## PROVIDED RECORDS
=-=-=-=-=
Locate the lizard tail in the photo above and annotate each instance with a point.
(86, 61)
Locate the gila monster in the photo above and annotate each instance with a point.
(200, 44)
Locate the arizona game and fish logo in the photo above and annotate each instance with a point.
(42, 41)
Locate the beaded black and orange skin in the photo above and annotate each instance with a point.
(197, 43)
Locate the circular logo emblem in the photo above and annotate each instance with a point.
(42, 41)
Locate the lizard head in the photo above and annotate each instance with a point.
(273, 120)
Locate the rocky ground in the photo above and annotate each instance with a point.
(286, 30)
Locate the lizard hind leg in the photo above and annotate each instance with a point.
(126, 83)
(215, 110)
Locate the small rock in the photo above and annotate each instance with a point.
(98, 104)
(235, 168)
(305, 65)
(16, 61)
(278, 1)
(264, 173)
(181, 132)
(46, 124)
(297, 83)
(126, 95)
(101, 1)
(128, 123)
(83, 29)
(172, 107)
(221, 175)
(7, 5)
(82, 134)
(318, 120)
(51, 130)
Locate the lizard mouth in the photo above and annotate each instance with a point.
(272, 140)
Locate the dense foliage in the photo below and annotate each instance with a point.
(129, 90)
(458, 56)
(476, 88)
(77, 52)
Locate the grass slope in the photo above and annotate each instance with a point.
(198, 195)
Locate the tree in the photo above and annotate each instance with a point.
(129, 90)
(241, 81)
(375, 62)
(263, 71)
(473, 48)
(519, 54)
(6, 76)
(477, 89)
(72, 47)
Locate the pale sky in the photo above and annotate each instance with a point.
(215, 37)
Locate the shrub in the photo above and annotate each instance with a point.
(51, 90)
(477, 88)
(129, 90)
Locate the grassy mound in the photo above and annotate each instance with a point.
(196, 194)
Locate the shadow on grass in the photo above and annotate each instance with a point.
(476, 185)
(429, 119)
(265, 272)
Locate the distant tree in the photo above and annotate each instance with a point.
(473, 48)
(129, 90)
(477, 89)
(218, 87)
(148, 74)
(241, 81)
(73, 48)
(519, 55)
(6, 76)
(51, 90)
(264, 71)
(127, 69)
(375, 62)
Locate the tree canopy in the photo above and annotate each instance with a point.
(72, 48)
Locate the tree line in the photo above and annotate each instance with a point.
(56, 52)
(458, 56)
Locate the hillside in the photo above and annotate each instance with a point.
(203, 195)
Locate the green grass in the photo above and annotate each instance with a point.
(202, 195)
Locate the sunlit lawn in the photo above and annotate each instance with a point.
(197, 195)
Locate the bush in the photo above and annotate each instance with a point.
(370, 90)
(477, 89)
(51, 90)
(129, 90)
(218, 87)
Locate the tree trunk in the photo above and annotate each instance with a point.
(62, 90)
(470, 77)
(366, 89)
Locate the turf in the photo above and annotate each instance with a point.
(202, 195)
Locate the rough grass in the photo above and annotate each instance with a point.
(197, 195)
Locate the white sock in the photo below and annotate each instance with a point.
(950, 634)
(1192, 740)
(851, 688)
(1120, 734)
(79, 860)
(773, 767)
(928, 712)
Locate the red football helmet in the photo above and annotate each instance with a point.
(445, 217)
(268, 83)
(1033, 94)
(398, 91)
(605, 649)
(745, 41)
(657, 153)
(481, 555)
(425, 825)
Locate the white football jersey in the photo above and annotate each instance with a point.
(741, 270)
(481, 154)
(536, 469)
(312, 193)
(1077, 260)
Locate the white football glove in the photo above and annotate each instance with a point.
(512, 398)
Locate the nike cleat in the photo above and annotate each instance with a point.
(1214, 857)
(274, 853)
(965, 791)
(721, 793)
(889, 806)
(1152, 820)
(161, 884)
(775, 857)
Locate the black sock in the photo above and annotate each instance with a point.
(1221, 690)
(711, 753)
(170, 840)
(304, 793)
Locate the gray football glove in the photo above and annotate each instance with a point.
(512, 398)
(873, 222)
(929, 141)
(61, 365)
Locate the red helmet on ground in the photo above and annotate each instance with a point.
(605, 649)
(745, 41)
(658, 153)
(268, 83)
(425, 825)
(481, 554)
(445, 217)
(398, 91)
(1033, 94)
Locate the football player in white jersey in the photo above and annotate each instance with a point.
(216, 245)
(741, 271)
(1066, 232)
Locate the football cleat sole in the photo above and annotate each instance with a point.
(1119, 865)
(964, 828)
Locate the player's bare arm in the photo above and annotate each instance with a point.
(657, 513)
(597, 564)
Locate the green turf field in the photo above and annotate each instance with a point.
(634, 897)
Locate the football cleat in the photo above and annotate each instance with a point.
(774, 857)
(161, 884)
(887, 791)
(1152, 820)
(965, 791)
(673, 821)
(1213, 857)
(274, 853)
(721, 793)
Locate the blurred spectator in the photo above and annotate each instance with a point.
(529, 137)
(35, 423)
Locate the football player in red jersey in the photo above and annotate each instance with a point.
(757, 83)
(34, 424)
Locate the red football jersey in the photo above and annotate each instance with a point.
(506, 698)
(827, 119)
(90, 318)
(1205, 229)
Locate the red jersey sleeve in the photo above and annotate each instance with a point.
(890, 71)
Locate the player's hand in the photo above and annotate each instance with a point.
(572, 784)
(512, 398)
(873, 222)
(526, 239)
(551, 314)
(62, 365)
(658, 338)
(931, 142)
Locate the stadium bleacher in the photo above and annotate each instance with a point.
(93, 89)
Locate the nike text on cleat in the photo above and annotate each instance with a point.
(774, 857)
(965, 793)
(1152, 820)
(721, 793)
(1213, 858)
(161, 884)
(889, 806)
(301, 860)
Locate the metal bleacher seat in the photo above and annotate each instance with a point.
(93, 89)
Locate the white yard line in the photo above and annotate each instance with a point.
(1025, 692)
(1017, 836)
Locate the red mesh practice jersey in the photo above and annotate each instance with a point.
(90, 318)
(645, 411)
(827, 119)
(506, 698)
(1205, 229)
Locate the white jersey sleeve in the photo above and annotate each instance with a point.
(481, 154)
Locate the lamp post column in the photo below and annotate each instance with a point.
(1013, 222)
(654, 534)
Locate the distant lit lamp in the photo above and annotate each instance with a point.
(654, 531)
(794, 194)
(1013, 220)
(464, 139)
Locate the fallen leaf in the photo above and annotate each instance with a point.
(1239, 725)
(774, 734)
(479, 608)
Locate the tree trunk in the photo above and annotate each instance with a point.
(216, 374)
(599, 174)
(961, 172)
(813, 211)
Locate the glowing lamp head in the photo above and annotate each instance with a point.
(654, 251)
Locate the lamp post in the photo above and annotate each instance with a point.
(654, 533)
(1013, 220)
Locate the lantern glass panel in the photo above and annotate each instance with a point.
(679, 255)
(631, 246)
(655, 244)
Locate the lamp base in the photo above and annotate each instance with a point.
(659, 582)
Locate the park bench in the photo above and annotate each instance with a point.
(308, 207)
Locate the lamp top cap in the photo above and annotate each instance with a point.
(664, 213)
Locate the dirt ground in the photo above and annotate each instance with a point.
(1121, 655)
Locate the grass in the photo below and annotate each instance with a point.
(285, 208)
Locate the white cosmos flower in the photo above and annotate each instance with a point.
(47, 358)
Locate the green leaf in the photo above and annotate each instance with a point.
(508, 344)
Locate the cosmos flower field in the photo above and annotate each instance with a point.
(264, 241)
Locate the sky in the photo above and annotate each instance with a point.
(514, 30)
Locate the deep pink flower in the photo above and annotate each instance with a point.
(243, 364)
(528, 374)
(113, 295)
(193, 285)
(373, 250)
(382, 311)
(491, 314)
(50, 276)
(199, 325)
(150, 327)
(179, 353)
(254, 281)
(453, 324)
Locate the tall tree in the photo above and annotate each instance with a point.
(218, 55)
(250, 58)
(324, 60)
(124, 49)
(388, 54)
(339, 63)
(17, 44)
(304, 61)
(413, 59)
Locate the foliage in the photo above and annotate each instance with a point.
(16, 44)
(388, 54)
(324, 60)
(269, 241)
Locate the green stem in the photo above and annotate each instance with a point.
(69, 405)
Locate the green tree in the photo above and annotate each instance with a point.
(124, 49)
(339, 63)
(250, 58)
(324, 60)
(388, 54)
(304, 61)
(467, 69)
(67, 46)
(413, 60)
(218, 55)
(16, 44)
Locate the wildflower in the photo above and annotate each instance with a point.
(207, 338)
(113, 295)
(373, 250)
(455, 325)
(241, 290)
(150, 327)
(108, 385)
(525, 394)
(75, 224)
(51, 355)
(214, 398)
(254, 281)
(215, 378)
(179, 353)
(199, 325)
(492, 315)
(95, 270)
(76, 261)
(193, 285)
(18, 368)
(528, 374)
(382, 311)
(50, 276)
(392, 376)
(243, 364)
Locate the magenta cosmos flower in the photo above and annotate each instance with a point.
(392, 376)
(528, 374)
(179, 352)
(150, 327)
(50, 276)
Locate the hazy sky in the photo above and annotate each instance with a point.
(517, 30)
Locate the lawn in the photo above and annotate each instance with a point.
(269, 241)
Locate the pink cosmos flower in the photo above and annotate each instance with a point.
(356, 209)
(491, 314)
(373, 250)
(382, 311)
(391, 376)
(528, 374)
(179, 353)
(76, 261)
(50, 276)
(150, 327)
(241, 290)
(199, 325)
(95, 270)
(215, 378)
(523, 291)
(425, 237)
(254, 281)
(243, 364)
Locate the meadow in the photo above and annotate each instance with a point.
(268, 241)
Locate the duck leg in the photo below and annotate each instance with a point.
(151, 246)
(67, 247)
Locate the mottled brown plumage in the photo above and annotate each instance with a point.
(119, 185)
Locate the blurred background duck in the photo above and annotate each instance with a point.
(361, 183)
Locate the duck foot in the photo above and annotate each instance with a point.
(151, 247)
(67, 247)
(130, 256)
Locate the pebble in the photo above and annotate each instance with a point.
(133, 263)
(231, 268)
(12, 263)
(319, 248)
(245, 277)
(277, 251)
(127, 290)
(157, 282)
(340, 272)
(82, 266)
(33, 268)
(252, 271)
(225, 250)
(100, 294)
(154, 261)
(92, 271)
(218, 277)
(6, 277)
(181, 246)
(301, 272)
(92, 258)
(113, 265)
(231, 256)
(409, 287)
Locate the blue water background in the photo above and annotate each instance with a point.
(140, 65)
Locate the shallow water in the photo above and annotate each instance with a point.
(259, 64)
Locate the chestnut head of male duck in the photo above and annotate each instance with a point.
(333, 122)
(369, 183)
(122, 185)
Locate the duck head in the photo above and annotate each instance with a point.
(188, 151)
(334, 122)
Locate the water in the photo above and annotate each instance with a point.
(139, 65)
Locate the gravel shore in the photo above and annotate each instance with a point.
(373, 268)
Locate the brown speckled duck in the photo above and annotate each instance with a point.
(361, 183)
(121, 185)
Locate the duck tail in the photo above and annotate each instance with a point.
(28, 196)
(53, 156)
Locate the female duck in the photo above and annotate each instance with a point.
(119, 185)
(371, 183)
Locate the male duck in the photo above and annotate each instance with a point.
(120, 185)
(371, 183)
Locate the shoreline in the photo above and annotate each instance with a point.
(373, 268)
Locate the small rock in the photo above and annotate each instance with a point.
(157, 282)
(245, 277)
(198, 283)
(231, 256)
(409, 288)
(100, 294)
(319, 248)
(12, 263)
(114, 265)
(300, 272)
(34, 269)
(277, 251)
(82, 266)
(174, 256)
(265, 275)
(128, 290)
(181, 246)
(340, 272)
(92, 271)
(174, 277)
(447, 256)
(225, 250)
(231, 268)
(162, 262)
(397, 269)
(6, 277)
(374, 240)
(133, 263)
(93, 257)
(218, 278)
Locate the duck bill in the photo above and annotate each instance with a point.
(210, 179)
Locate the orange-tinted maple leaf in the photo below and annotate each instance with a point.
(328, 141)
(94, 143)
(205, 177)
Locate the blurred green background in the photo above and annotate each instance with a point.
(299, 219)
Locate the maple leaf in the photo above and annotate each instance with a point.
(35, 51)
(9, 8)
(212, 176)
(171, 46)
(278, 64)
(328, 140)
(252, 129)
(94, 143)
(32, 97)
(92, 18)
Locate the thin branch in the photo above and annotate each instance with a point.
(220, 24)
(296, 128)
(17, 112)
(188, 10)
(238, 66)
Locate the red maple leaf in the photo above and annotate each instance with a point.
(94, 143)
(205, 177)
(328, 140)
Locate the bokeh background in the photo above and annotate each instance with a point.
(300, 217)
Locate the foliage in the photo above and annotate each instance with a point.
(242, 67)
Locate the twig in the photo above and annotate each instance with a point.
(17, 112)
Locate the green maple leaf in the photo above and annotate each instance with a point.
=-=-=-=-=
## TASK GOAL
From the line holding "Locate the blurred green" down to the final line above, quote every line exactly and only those lines.

## RESULT OF THE TASK
Locate the blurred green background in the photo above and annotate each instance with a point.
(299, 219)
Locate the maple leaf in the photo above and annotate each instance with a point.
(35, 51)
(9, 8)
(212, 176)
(171, 46)
(278, 64)
(328, 140)
(252, 129)
(94, 143)
(32, 97)
(92, 18)
Locate the thin branch in the photo above and annotate each instance with a point.
(220, 24)
(296, 128)
(17, 112)
(188, 10)
(238, 66)
Locate the red maple leaf in the photo above and annotate each instance with a point.
(94, 143)
(205, 177)
(328, 140)
Locate the bokeh background in the photo above and annotate each instance with a point.
(300, 217)
Locate the foliage in the photo above and annotate each instance with a point.
(242, 67)
Locate the twig in the photo above and annotate each instance with a point.
(17, 112)
Locate the green maple leaf in the photo above and annotate each instance with a point.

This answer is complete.